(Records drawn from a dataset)
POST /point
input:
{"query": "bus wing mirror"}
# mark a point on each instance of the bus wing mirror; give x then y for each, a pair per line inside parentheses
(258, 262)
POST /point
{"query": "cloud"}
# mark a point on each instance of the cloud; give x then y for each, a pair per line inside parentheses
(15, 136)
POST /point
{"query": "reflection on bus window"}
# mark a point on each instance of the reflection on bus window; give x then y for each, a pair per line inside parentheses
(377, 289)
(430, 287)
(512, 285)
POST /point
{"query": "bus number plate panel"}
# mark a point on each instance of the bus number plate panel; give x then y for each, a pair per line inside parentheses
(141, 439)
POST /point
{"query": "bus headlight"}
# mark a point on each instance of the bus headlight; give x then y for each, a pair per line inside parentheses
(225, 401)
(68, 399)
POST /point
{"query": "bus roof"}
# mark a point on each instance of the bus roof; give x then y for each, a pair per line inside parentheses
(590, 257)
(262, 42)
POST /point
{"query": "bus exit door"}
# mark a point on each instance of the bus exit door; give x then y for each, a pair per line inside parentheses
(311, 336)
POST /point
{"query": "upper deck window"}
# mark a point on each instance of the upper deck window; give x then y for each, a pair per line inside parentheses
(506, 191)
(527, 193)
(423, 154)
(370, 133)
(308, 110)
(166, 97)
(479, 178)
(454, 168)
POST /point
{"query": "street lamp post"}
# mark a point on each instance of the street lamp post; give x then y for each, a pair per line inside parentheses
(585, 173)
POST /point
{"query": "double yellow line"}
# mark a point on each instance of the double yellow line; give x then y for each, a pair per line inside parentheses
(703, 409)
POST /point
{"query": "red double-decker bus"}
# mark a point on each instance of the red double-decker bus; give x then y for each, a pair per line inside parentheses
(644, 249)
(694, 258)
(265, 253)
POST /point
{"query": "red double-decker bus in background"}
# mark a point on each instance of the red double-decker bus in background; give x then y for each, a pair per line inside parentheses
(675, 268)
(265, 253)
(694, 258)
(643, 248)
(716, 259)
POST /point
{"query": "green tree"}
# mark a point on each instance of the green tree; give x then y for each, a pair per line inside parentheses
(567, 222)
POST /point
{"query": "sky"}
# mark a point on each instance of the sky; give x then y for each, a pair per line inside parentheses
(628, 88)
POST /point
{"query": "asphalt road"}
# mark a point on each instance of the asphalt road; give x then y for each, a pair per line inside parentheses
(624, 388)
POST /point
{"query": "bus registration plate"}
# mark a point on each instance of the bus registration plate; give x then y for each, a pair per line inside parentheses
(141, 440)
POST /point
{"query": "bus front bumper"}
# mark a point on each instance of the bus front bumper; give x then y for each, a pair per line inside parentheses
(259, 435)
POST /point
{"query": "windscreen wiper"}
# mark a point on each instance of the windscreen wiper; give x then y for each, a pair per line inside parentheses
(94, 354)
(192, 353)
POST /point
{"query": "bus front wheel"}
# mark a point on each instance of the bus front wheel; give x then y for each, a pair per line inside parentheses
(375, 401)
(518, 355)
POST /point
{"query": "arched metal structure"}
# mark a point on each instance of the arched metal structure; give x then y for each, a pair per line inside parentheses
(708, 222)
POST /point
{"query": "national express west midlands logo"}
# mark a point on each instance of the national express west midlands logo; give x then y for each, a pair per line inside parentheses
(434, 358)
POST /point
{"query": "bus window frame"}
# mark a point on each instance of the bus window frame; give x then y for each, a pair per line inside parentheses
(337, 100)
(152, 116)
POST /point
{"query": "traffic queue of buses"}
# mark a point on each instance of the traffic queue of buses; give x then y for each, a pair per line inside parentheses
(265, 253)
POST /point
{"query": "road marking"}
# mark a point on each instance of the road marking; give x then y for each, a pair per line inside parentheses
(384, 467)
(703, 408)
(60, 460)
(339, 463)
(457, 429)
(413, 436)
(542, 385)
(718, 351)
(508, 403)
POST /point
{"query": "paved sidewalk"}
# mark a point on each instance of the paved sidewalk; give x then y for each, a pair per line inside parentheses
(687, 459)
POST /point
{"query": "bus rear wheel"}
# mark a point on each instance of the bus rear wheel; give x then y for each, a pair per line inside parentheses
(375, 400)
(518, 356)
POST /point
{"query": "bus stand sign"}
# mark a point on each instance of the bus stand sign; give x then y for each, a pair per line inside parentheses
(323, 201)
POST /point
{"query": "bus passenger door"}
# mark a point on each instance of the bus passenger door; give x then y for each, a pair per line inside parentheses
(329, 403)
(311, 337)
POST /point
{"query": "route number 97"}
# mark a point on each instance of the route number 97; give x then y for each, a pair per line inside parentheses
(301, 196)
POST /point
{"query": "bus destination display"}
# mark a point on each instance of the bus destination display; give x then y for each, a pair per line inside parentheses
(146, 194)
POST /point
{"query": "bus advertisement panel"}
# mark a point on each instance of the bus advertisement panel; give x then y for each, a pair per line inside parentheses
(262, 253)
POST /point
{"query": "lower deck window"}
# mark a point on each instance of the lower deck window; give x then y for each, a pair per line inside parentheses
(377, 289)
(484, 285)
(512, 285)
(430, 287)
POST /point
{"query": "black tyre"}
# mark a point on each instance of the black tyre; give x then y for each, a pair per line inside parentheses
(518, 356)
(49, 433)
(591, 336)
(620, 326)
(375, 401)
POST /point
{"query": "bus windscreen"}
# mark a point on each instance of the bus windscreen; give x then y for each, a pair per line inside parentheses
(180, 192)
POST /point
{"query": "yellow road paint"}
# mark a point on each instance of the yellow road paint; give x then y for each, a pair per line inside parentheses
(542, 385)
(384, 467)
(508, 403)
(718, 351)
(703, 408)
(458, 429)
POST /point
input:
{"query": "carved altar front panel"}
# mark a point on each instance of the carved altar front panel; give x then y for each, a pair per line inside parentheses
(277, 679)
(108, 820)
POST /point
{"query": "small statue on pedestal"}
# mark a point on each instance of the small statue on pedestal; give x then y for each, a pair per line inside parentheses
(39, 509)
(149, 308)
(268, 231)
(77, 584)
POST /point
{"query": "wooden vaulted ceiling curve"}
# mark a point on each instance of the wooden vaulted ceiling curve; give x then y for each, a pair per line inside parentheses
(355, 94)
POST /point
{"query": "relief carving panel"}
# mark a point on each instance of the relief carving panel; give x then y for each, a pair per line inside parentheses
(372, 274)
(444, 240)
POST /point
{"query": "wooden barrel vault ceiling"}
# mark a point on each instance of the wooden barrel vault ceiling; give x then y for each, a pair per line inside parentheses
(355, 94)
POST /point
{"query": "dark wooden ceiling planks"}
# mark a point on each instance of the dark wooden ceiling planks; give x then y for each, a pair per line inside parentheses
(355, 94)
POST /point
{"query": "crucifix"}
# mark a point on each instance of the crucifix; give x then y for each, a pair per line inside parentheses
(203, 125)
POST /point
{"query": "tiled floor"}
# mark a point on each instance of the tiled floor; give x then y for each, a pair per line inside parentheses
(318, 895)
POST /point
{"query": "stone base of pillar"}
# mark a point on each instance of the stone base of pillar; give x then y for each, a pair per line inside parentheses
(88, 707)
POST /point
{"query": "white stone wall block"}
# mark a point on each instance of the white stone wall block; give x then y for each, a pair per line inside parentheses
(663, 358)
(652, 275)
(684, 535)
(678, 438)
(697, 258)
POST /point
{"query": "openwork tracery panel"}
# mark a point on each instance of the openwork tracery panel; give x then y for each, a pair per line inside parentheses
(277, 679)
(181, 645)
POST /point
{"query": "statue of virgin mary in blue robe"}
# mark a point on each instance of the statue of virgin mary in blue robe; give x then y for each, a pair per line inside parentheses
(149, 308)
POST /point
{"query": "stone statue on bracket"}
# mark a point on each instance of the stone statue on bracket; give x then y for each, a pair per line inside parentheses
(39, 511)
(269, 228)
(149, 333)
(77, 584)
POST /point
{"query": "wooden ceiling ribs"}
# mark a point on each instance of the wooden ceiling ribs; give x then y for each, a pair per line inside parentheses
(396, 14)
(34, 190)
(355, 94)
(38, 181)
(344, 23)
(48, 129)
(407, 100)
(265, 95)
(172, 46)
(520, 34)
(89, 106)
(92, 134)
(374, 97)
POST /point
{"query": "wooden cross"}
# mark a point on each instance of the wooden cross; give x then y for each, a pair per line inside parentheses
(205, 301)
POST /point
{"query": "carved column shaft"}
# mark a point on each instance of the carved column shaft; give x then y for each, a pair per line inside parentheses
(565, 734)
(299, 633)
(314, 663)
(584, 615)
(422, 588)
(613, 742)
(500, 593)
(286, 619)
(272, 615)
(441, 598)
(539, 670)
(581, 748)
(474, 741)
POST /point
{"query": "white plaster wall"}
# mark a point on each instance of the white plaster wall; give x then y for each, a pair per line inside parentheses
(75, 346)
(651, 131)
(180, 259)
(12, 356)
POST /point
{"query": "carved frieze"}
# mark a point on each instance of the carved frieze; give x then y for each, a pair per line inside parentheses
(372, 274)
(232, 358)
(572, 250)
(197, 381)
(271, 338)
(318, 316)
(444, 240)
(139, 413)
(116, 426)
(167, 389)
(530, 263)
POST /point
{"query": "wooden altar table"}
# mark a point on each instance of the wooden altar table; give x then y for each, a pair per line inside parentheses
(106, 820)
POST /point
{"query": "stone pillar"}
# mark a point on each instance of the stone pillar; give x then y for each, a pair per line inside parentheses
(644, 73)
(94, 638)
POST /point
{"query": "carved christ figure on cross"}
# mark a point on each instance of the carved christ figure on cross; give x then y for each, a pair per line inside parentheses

*Goal of the exercise*:
In the entries, find every line holding "figure" and copy it.

*Your response*:
{"query": "carved christ figure on cross"}
# mark a point on each instance of the carved christ figure on cross; give x then y for each, a pair per line inside parentheses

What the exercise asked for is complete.